Bunlara bayılıyorum! ‘‘Enkaz edebiyatı’’ yapmaya yine başladılar

Kurthan FİŞEK
Haberin Devamı

Türkiye'nin yakın siyasi tarihindeki yerleşik söylemlerden birini çok severim. ‘‘Enkaz devraldık!’’ Hem çok severim, hem her duyuşumda gülerim...

‘‘Ota gelince havhav, döte gelince mırmır’’ demek, siyasal-ulusal hasletlerimizden biridir. Belki birincisidir.

Ağzı yarım açık ayran budalaları gibi ‘‘makam-ı sadaret’’e (başbakanlık makamı) bakarız... Fırsatını bulup ele geçirince (veya geçince), balıklama atlarız... İşlerin sarpa sardığını, davul sesinin ancak uzaktan hoş geldiğini anlayınca, aynı söyleme sığınırız...

Geçmişe mazi, geleceğe gazi gözüyle bakmak, hem hasletimizdir, hem politik alışkanlığımız...

* * *

‘‘Enkaz devralmak’’ edebiyatını ilk yapan Demokrat Parti oldu.

Marshall Yardımı'nın neredeyse tamamını tarım sektörüne kaydırdılar. Olağanüstü bir patlama yaşandı.

Eşşeğe zor binenler, traktör sırtında gezinir oldular.

Tastamam beş yıl devam etti bu bolluk-bereket...

Bu işlerden sorumlu devlet bakanı Mükerrem Sarol, 1955 yılında, işlerin sarpa sardığını görünce, eylem yapacağına, söylem koydu.

‘‘Enkaz hâlinde bir vatan devraldık. Bütün gayretimizle memleketi refaha götürüyoruz...’’

1957 seçimlerinde azınlığa düştü Demokrat Parti...

1960 yılında ufak bir ‘‘cerrahi müdahale’’ oldu.

* * *

‘‘Bunlar memleketi kurtaramaz... Benden gayrısından hayır gelmez!’’

Muhalefetin söylemi budur. Muhalefet ‘‘hükümet’’ olur. İşler bir süre iyi gider, kötüye dönüşünce söylem de değişir.

‘‘Aslında çok iyi şeyler yapacaktık, ama, olmadı. Enkaz devraldık...’’

* * *

‘‘Enkaz devralmak’’ ulusal-siyasal töremizdir.

Sayın Bülent Ecevit'in son hükümeti de onu devraldı.

Eski (55'inci) hükümetin DSP'li bakanları öyle söylemeye başladı, ben onların yalancısıyım...

> _Ayıklanan kayıtlar_
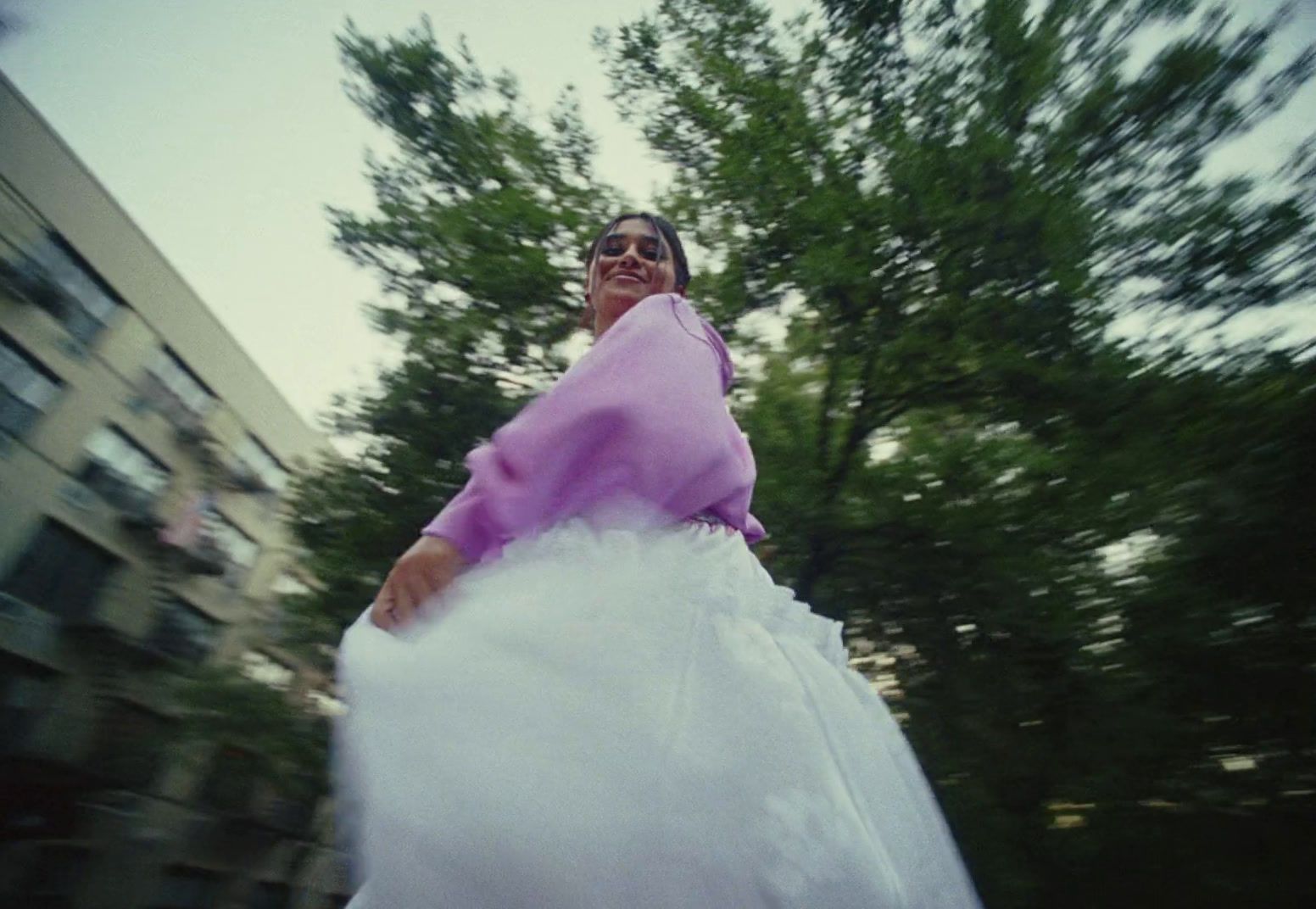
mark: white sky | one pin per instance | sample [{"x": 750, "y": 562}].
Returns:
[{"x": 223, "y": 129}]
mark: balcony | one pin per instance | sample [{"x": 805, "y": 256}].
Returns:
[
  {"x": 243, "y": 477},
  {"x": 283, "y": 813},
  {"x": 136, "y": 508},
  {"x": 205, "y": 558},
  {"x": 29, "y": 632},
  {"x": 25, "y": 282}
]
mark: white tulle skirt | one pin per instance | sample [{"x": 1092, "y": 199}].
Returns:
[{"x": 629, "y": 718}]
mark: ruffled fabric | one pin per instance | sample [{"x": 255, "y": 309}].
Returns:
[{"x": 629, "y": 717}]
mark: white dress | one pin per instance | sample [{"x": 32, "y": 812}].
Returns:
[{"x": 629, "y": 718}]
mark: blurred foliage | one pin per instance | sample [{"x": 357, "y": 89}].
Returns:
[
  {"x": 1087, "y": 550},
  {"x": 282, "y": 741}
]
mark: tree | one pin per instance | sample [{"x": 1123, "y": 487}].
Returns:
[
  {"x": 482, "y": 215},
  {"x": 966, "y": 196}
]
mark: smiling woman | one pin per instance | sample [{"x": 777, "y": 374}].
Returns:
[
  {"x": 636, "y": 255},
  {"x": 579, "y": 687}
]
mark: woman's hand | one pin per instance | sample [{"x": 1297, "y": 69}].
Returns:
[{"x": 427, "y": 568}]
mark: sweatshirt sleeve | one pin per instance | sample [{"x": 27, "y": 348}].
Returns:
[{"x": 643, "y": 413}]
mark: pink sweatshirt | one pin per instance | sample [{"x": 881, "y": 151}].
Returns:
[{"x": 640, "y": 416}]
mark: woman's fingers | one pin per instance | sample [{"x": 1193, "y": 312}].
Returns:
[
  {"x": 426, "y": 570},
  {"x": 382, "y": 610}
]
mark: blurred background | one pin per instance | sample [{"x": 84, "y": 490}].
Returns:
[{"x": 1022, "y": 298}]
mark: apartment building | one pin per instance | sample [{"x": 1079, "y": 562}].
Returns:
[{"x": 143, "y": 460}]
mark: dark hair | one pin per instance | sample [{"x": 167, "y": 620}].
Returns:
[{"x": 660, "y": 224}]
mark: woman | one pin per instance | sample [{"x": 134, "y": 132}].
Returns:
[{"x": 579, "y": 689}]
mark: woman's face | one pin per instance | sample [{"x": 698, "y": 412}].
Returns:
[{"x": 632, "y": 262}]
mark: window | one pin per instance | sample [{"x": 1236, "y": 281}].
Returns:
[
  {"x": 129, "y": 744},
  {"x": 240, "y": 549},
  {"x": 26, "y": 388},
  {"x": 23, "y": 699},
  {"x": 262, "y": 465},
  {"x": 120, "y": 471},
  {"x": 176, "y": 389},
  {"x": 188, "y": 888},
  {"x": 61, "y": 572},
  {"x": 185, "y": 632},
  {"x": 85, "y": 303}
]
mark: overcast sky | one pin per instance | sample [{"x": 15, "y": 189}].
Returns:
[{"x": 223, "y": 129}]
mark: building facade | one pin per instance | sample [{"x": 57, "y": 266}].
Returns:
[{"x": 143, "y": 460}]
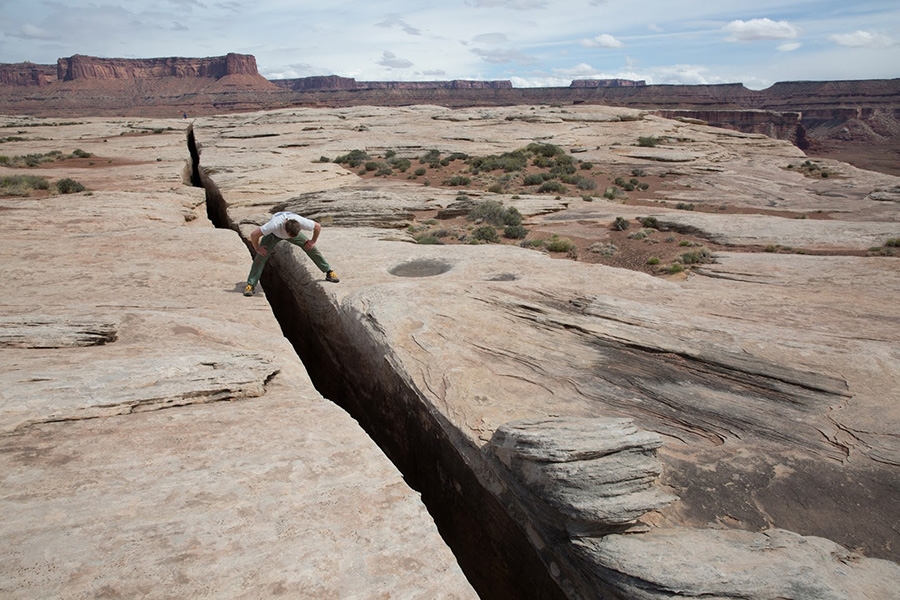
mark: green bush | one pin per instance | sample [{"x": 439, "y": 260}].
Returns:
[
  {"x": 533, "y": 179},
  {"x": 515, "y": 232},
  {"x": 432, "y": 157},
  {"x": 68, "y": 186},
  {"x": 401, "y": 164},
  {"x": 457, "y": 180},
  {"x": 486, "y": 233},
  {"x": 552, "y": 187},
  {"x": 21, "y": 185},
  {"x": 558, "y": 244},
  {"x": 547, "y": 150}
]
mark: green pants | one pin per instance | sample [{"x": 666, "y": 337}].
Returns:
[{"x": 269, "y": 242}]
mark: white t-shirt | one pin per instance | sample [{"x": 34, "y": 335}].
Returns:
[{"x": 276, "y": 224}]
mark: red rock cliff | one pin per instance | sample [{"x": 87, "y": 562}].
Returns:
[
  {"x": 90, "y": 67},
  {"x": 27, "y": 74}
]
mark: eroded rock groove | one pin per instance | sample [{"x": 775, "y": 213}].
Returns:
[{"x": 352, "y": 371}]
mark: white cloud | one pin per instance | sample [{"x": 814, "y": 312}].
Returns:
[
  {"x": 760, "y": 29},
  {"x": 513, "y": 4},
  {"x": 30, "y": 32},
  {"x": 789, "y": 46},
  {"x": 490, "y": 38},
  {"x": 504, "y": 56},
  {"x": 390, "y": 60},
  {"x": 395, "y": 21},
  {"x": 604, "y": 40},
  {"x": 862, "y": 39}
]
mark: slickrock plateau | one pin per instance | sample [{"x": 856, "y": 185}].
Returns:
[
  {"x": 576, "y": 429},
  {"x": 159, "y": 438}
]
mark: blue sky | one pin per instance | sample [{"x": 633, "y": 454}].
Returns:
[{"x": 530, "y": 42}]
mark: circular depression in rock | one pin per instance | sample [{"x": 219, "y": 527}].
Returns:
[{"x": 422, "y": 267}]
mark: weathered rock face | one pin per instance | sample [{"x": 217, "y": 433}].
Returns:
[
  {"x": 27, "y": 74},
  {"x": 592, "y": 83},
  {"x": 158, "y": 435},
  {"x": 334, "y": 82},
  {"x": 769, "y": 378},
  {"x": 90, "y": 67}
]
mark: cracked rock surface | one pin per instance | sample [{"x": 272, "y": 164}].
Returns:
[{"x": 158, "y": 436}]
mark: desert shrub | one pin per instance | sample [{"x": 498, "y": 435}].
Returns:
[
  {"x": 68, "y": 186},
  {"x": 511, "y": 216},
  {"x": 548, "y": 150},
  {"x": 486, "y": 233},
  {"x": 432, "y": 157},
  {"x": 533, "y": 179},
  {"x": 515, "y": 232},
  {"x": 401, "y": 164},
  {"x": 457, "y": 180},
  {"x": 489, "y": 211},
  {"x": 21, "y": 185},
  {"x": 552, "y": 187},
  {"x": 508, "y": 161},
  {"x": 494, "y": 213},
  {"x": 582, "y": 183},
  {"x": 353, "y": 159},
  {"x": 558, "y": 244}
]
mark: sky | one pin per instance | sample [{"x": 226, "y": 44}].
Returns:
[{"x": 532, "y": 43}]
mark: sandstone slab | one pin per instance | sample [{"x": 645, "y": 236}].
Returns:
[{"x": 159, "y": 436}]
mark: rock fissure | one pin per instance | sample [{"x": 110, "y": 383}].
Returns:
[{"x": 491, "y": 547}]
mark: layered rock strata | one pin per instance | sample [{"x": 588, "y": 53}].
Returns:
[{"x": 466, "y": 363}]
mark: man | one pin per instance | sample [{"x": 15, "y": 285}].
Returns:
[{"x": 285, "y": 226}]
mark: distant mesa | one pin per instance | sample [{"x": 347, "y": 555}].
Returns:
[
  {"x": 335, "y": 82},
  {"x": 597, "y": 83}
]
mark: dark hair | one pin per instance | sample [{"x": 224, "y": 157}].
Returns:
[{"x": 292, "y": 227}]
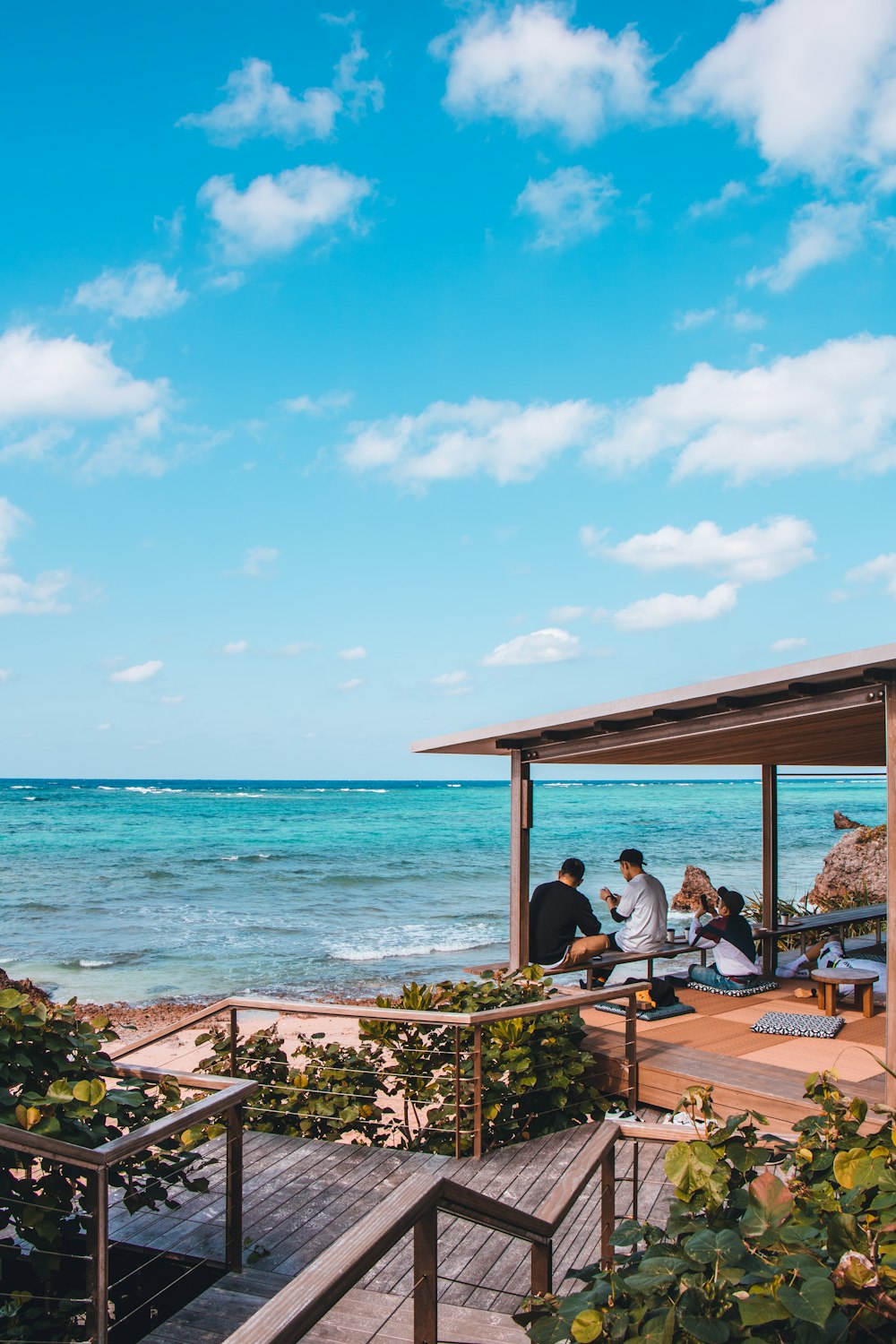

> _Yazılı yönerge_
Köşe yazısında "Marshall Yardımı'nın neredeyse" ile başlayıp "etti bu bolluk-bereket..." ile biten bölümü, "traktör" yerine "kamyon" diyerek yeniden yazın. Malzemenin köşe yazısıyla bir ilgisi yoktur.

> _Örnek çözüm_
Marshall Yardımı'nın neredeyse tamamını tarım sektörüne kaydırdılar. Olağanüstü bir patlama yaşandı.

Eşşeğe zor binenler, kamyon sırtında gezinir oldular.

Tastamam beş yıl devam etti bu bolluk-bereket...